What the task asks: Take the line that contains "Spot the pond water" as the first and the last line of the material as the final one; set down exactly the lines in that span.

Record excerpts:
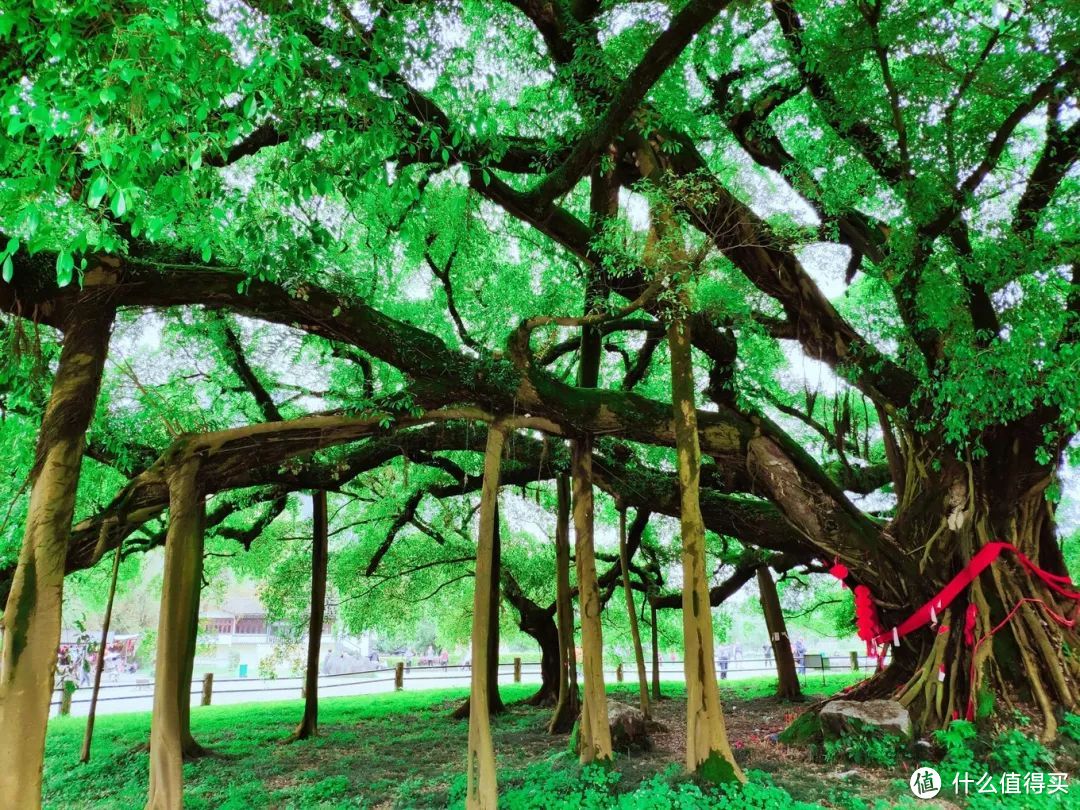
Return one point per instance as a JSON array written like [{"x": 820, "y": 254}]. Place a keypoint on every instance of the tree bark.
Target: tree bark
[
  {"x": 180, "y": 579},
  {"x": 787, "y": 685},
  {"x": 482, "y": 788},
  {"x": 495, "y": 704},
  {"x": 99, "y": 660},
  {"x": 320, "y": 555},
  {"x": 538, "y": 623},
  {"x": 190, "y": 748},
  {"x": 1014, "y": 652},
  {"x": 643, "y": 680},
  {"x": 707, "y": 752},
  {"x": 31, "y": 619},
  {"x": 656, "y": 652},
  {"x": 568, "y": 704},
  {"x": 595, "y": 732}
]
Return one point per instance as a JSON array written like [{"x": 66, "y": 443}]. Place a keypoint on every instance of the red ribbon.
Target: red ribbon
[{"x": 979, "y": 563}]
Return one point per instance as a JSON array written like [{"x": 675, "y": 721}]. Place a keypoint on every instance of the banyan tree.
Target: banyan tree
[{"x": 602, "y": 230}]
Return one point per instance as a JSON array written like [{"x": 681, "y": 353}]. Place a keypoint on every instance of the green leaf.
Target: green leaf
[
  {"x": 65, "y": 264},
  {"x": 97, "y": 189},
  {"x": 119, "y": 203}
]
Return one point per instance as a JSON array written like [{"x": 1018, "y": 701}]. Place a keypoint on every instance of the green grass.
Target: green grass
[{"x": 399, "y": 750}]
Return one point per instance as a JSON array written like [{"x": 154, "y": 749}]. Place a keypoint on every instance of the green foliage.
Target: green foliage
[
  {"x": 868, "y": 746},
  {"x": 1070, "y": 727}
]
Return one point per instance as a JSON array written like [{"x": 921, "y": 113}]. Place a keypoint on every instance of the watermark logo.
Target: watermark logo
[{"x": 926, "y": 783}]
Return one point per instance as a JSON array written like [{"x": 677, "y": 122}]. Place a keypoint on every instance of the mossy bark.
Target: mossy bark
[
  {"x": 643, "y": 679},
  {"x": 320, "y": 555},
  {"x": 656, "y": 652},
  {"x": 179, "y": 581},
  {"x": 189, "y": 747},
  {"x": 482, "y": 787},
  {"x": 31, "y": 619},
  {"x": 707, "y": 752},
  {"x": 99, "y": 660},
  {"x": 568, "y": 703},
  {"x": 1017, "y": 653},
  {"x": 495, "y": 704},
  {"x": 595, "y": 732},
  {"x": 787, "y": 685}
]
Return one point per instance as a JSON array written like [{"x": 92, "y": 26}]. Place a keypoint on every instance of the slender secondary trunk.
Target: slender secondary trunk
[
  {"x": 643, "y": 682},
  {"x": 595, "y": 731},
  {"x": 31, "y": 619},
  {"x": 787, "y": 685},
  {"x": 656, "y": 652},
  {"x": 179, "y": 581},
  {"x": 99, "y": 659},
  {"x": 320, "y": 554},
  {"x": 568, "y": 704},
  {"x": 495, "y": 704},
  {"x": 482, "y": 788},
  {"x": 707, "y": 752},
  {"x": 189, "y": 748}
]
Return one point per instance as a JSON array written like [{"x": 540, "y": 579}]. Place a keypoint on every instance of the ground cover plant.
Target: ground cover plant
[{"x": 401, "y": 751}]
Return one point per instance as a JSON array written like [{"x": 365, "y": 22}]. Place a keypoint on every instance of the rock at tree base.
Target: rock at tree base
[
  {"x": 630, "y": 729},
  {"x": 849, "y": 716}
]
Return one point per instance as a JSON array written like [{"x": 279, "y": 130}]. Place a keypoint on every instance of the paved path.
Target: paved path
[{"x": 138, "y": 697}]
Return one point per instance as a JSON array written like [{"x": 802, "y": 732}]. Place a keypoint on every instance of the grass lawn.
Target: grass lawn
[{"x": 403, "y": 751}]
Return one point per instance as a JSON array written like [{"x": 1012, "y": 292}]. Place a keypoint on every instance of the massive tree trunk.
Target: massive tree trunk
[
  {"x": 568, "y": 703},
  {"x": 787, "y": 685},
  {"x": 31, "y": 619},
  {"x": 1000, "y": 643},
  {"x": 595, "y": 732},
  {"x": 538, "y": 623},
  {"x": 481, "y": 781},
  {"x": 320, "y": 554},
  {"x": 179, "y": 583},
  {"x": 643, "y": 682},
  {"x": 707, "y": 752}
]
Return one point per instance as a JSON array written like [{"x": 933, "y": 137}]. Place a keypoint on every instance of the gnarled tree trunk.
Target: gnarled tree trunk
[
  {"x": 595, "y": 732},
  {"x": 656, "y": 652},
  {"x": 320, "y": 554},
  {"x": 1016, "y": 652},
  {"x": 482, "y": 786},
  {"x": 707, "y": 752},
  {"x": 99, "y": 659},
  {"x": 184, "y": 542},
  {"x": 538, "y": 623},
  {"x": 787, "y": 684},
  {"x": 31, "y": 618},
  {"x": 495, "y": 704},
  {"x": 190, "y": 748},
  {"x": 643, "y": 680},
  {"x": 568, "y": 703}
]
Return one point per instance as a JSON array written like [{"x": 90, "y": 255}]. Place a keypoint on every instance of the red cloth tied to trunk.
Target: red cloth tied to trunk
[
  {"x": 866, "y": 618},
  {"x": 987, "y": 554}
]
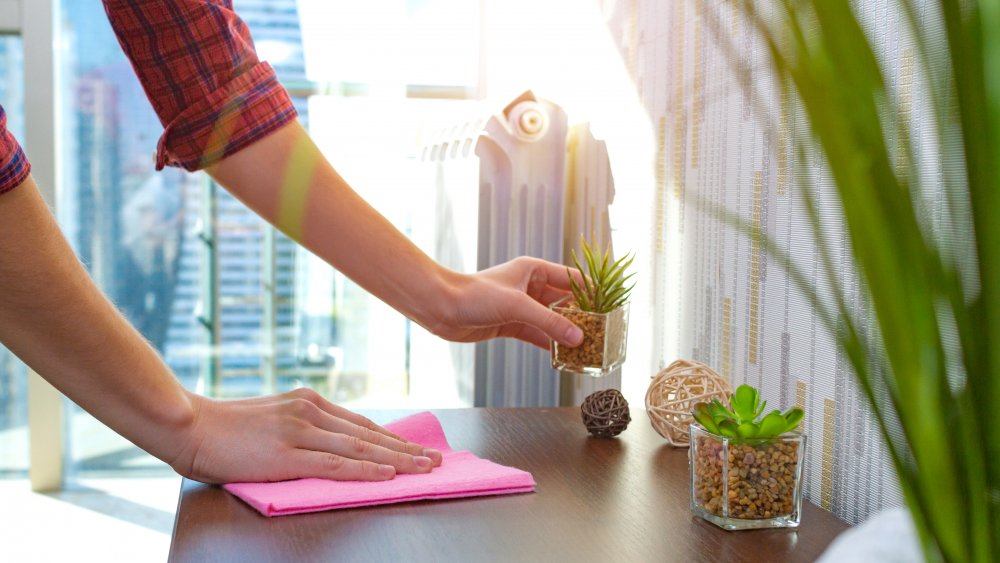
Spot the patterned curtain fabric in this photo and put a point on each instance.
(718, 298)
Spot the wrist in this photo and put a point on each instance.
(438, 304)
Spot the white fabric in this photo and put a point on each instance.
(886, 537)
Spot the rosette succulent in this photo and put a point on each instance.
(740, 419)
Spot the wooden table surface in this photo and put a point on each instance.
(617, 499)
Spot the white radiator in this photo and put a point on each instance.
(521, 182)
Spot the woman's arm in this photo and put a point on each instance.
(286, 180)
(56, 320)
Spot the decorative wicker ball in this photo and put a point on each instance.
(675, 390)
(605, 413)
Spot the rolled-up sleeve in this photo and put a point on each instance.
(14, 166)
(197, 64)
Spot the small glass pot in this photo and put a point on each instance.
(604, 339)
(747, 483)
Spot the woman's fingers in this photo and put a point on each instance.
(326, 465)
(340, 420)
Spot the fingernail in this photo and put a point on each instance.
(574, 335)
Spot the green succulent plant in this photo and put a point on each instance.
(603, 288)
(740, 420)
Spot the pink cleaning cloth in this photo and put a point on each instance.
(461, 474)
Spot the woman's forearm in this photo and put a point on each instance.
(55, 319)
(316, 207)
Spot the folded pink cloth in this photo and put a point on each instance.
(461, 474)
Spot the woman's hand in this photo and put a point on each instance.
(289, 436)
(509, 300)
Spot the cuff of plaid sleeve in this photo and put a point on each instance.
(14, 171)
(245, 110)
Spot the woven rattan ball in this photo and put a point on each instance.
(605, 413)
(675, 390)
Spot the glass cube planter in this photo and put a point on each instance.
(747, 483)
(604, 339)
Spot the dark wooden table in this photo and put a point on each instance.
(619, 499)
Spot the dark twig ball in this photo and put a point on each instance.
(605, 413)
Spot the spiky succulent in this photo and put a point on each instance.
(740, 420)
(603, 287)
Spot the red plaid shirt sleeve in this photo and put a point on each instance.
(197, 63)
(14, 166)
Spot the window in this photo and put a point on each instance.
(13, 374)
(235, 308)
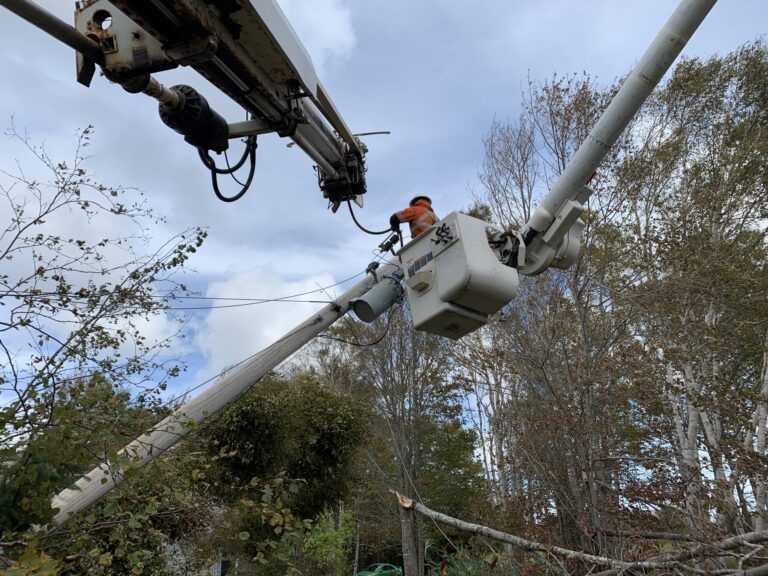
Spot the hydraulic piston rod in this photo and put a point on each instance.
(657, 59)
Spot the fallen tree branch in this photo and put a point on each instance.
(661, 562)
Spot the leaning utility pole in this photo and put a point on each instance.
(98, 482)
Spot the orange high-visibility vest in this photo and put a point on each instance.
(419, 216)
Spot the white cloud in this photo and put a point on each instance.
(228, 335)
(324, 27)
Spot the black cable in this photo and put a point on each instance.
(360, 344)
(248, 154)
(371, 232)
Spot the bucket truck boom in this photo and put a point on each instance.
(101, 480)
(246, 48)
(462, 270)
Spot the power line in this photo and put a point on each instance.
(286, 298)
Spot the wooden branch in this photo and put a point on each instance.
(663, 561)
(672, 536)
(529, 545)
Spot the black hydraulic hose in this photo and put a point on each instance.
(364, 229)
(248, 154)
(211, 165)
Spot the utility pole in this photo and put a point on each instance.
(98, 482)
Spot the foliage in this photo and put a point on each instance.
(328, 544)
(293, 427)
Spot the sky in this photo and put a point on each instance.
(435, 73)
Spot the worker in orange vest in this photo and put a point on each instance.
(419, 215)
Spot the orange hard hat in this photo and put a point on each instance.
(417, 198)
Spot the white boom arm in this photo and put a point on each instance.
(98, 482)
(552, 234)
(246, 48)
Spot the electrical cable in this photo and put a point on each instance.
(360, 344)
(248, 154)
(363, 228)
(162, 296)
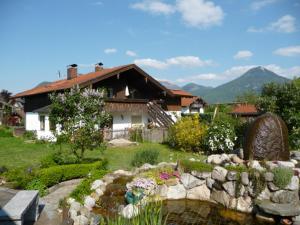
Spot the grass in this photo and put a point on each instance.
(16, 152)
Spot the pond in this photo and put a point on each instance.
(178, 212)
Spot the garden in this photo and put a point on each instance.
(201, 166)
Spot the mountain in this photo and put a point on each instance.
(252, 80)
(196, 89)
(169, 85)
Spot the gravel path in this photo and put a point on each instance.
(50, 214)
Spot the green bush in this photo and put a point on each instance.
(187, 134)
(84, 188)
(5, 132)
(282, 176)
(29, 135)
(136, 134)
(145, 156)
(189, 166)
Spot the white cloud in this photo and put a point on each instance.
(152, 63)
(288, 51)
(110, 50)
(154, 7)
(200, 13)
(237, 71)
(285, 24)
(182, 61)
(131, 53)
(243, 54)
(257, 5)
(194, 13)
(188, 61)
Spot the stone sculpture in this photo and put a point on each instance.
(267, 139)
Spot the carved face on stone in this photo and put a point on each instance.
(267, 139)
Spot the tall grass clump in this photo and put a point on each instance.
(150, 214)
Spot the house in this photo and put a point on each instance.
(245, 111)
(134, 98)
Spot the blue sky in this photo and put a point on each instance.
(201, 41)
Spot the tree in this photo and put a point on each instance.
(78, 115)
(284, 100)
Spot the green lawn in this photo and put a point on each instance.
(15, 152)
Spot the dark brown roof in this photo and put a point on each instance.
(85, 79)
(244, 109)
(181, 93)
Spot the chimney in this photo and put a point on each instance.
(98, 66)
(72, 71)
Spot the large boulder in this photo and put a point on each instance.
(267, 139)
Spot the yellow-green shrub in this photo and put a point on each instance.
(187, 134)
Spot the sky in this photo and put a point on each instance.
(207, 42)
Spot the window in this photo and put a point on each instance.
(110, 92)
(42, 122)
(136, 120)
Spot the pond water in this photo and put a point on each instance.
(178, 212)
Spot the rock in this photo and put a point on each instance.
(130, 211)
(264, 217)
(176, 192)
(295, 155)
(70, 201)
(265, 194)
(255, 165)
(271, 165)
(123, 173)
(89, 202)
(244, 204)
(214, 159)
(189, 181)
(81, 220)
(162, 191)
(237, 160)
(285, 164)
(225, 158)
(245, 178)
(219, 173)
(290, 209)
(269, 176)
(221, 197)
(97, 184)
(272, 186)
(72, 214)
(199, 193)
(210, 182)
(265, 129)
(231, 175)
(201, 175)
(283, 196)
(294, 184)
(229, 187)
(171, 182)
(75, 206)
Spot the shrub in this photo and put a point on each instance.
(145, 156)
(29, 135)
(84, 188)
(187, 134)
(5, 132)
(220, 137)
(282, 176)
(136, 134)
(189, 166)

Solution for this problem:
Spot the pond water in this photo and put a point on each instance.
(178, 212)
Spot the rock in this photo and put a point on each instance.
(130, 211)
(264, 217)
(176, 192)
(295, 155)
(70, 201)
(265, 194)
(255, 165)
(271, 165)
(123, 173)
(89, 202)
(244, 204)
(214, 159)
(189, 181)
(81, 220)
(162, 191)
(237, 160)
(285, 164)
(225, 158)
(245, 178)
(219, 173)
(290, 209)
(269, 176)
(221, 197)
(97, 184)
(272, 186)
(72, 214)
(199, 193)
(210, 182)
(265, 129)
(231, 175)
(201, 175)
(283, 196)
(294, 184)
(229, 187)
(171, 182)
(75, 206)
Spot the shrub in this photo and put a point on each instance.
(145, 156)
(29, 135)
(84, 188)
(187, 134)
(5, 132)
(220, 137)
(282, 176)
(136, 134)
(189, 166)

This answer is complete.